WHAT THE EXERCISE ASKS: Turn the lines of the items below into a numbered list without the blank lines. Leave the pictures out.

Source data

Start

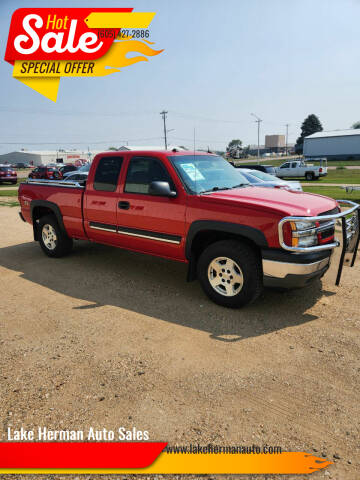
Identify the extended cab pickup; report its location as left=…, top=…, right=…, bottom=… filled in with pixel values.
left=276, top=160, right=327, bottom=180
left=19, top=150, right=359, bottom=307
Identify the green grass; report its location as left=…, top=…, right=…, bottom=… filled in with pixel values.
left=303, top=186, right=360, bottom=203
left=302, top=168, right=360, bottom=184
left=0, top=190, right=18, bottom=197
left=0, top=178, right=20, bottom=190
left=0, top=199, right=20, bottom=207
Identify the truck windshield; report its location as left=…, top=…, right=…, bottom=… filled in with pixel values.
left=169, top=155, right=249, bottom=194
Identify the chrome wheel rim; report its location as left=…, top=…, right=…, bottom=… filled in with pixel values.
left=41, top=223, right=57, bottom=250
left=208, top=257, right=244, bottom=297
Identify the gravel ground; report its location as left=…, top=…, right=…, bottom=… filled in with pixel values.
left=0, top=207, right=360, bottom=480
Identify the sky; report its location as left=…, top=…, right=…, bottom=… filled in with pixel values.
left=0, top=0, right=360, bottom=153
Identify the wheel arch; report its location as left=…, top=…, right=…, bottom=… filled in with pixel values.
left=30, top=200, right=66, bottom=241
left=185, top=220, right=268, bottom=282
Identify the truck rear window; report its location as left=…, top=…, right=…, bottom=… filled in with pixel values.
left=94, top=157, right=123, bottom=192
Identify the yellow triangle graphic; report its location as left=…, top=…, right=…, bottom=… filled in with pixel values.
left=15, top=77, right=60, bottom=102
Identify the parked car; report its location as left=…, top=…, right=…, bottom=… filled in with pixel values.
left=0, top=165, right=17, bottom=185
left=64, top=172, right=89, bottom=182
left=59, top=165, right=77, bottom=177
left=18, top=149, right=360, bottom=308
left=28, top=166, right=61, bottom=180
left=276, top=160, right=327, bottom=180
left=236, top=163, right=276, bottom=175
left=241, top=168, right=303, bottom=192
left=63, top=163, right=91, bottom=179
left=12, top=162, right=28, bottom=168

End

CORRECT ANSWER:
1. Identify the extended cab pickup; report its location as left=…, top=…, right=…, bottom=… filled in with pixel values.
2. left=276, top=160, right=327, bottom=180
3. left=19, top=150, right=359, bottom=307
4. Identify the green grass; report its location as left=…, top=…, right=…, bottom=… filled in with pixel values.
5. left=303, top=186, right=360, bottom=203
6. left=302, top=168, right=360, bottom=184
7. left=0, top=190, right=18, bottom=197
8. left=0, top=178, right=20, bottom=190
9. left=0, top=199, right=20, bottom=207
10. Identify the truck windshield; report its location as left=…, top=…, right=…, bottom=… filled in with pixel values.
11. left=169, top=155, right=249, bottom=194
12. Identify the chrome wheel rim; report its location as left=…, top=…, right=…, bottom=… filled in with pixel values.
13. left=41, top=223, right=57, bottom=250
14. left=208, top=257, right=244, bottom=297
15. Identify the gravel ground; report its location as left=…, top=…, right=…, bottom=… filled in with pixel values.
16. left=0, top=207, right=360, bottom=480
17. Identify the sky; report its location as left=…, top=…, right=…, bottom=… filled in with pixel values.
18. left=0, top=0, right=360, bottom=153
19. Identify the wheel arch; report its location as left=…, top=…, right=…, bottom=… filled in with pixel values.
20. left=30, top=200, right=66, bottom=241
21. left=185, top=220, right=268, bottom=282
22. Identify the truck rear window; report its location as left=…, top=…, right=…, bottom=… filled in with pixel values.
23. left=94, top=157, right=123, bottom=192
24. Identify the yellow triangle graphic; report its location as left=…, top=…, right=…, bottom=… filled in with pixel values.
25. left=15, top=77, right=60, bottom=102
26. Identify the parked car; report its location as left=…, top=…, right=…, bottom=… filled in with pixel values.
27. left=0, top=165, right=17, bottom=185
28. left=64, top=172, right=89, bottom=182
29. left=59, top=165, right=77, bottom=177
30. left=18, top=149, right=360, bottom=308
31. left=28, top=166, right=61, bottom=180
32. left=276, top=160, right=327, bottom=180
33. left=236, top=163, right=276, bottom=175
34. left=241, top=168, right=303, bottom=192
35. left=63, top=163, right=91, bottom=179
36. left=12, top=162, right=28, bottom=168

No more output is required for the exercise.